_Task set_
a) In the journal entry, rewrite the paragraph beginning "I still know I'm in steps" more briefly, keeping its main facts.
b) Edit the journal entry's stretch from "I still know" through "to love unconditionally.", replacing "smile" with "laugh".
c) Continue the journal entry from its last sentence.

_Page extract_

It seems like I sometimes don't know what to do with myself. Last night was football game time again. I love the games and the feelings of closeness with Scott. He loves his football. Today I went to work which was a good way to pass the hours with Hannah out at another band competition. I don't like hanging around the house alone. This week I have discovered something that you have all been waiting to hear. I'm a bit better. The trip to Walt Disney World helped so very much.
I still know I'm in steps further ahead then I was before. I spoke with Betsy on Friday to check on her. She walked me through all the early stages and I have experience that she needs now. Things happen in life that we don't understand the reason for things. Betsy and I were talking and she asked me if I was ready to decide to be a grief counselor. I'm too very close to the situation to answer that question.
I just keep thinking and thinking. I guess it is what I do best until I can work out a problem or issue. I want to help so I can now just be the friend she has been to me. The answer to the situation is once again - love unconditionally! That is my place in life. Yesterday one of my patients said to me, "You have such a beautiful smile. Do you know how you brighten my day?" I got tears in my eyes. Scott was always telling me that my smile lured him in to love unconditionally.

Stored records:
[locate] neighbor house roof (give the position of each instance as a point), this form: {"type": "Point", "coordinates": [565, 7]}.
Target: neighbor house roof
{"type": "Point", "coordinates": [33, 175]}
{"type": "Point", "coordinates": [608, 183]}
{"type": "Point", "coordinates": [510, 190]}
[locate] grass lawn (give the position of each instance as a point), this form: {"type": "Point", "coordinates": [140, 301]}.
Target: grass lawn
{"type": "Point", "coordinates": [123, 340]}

_Answers by task_
a) I know I'm further along than I was before. On Friday I talked with Betsy to check on her. She guided me through the early stages, and now I have experience she needs. Things happen in life without a reason we understand. Betsy asked if I was ready to decide to become a grief counselor, but I'm too close to the situation to answer.

b)
I still know I'm in steps further ahead then I was before. I spoke with Betsy on Friday to check on her. She walked me through all the early stages and I have experience that she needs now. Things happen in life that we don't understand the reason for things. Betsy and I were talking and she asked me if I was ready to decide to be a grief counselor. I'm too very close to the situation to answer that question.
I just keep thinking and thinking. I guess it is what I do best until I can work out a problem or issue. I want to help so I can now just be the friend she has been to me. The answer to the situation is once again - love unconditionally! That is my place in life. Yesterday one of my patients said to me, "You have such a beautiful laugh. Do you know how you brighten my day?" I got tears in my eyes. Scott was always telling me that my laugh lured him in to love unconditionally.

c)
Now this party in Heaven is doing something to us all. It is our responsibility to use it for a positive outlook even at our darkest hours. Platitudes don't work. Telling someone how strong or brave they are, how their loved one is in a better place, or they are well. We know these things but it isn't comforting. Be there with a hand to hold and the I love you. Be there when the others go back to their own lives. Be there with a laugh or a shoulder to cry on. Nothing makes it easy to journey through. It can't be ignored or brushed under the carpet. The loss of someone you love must be faced no matter the age or cause of death. We have to continue living until it is our time and the only way to do that is with the power of love from those who remain behind and the most powerful love of all from those that precede us into the arms of God.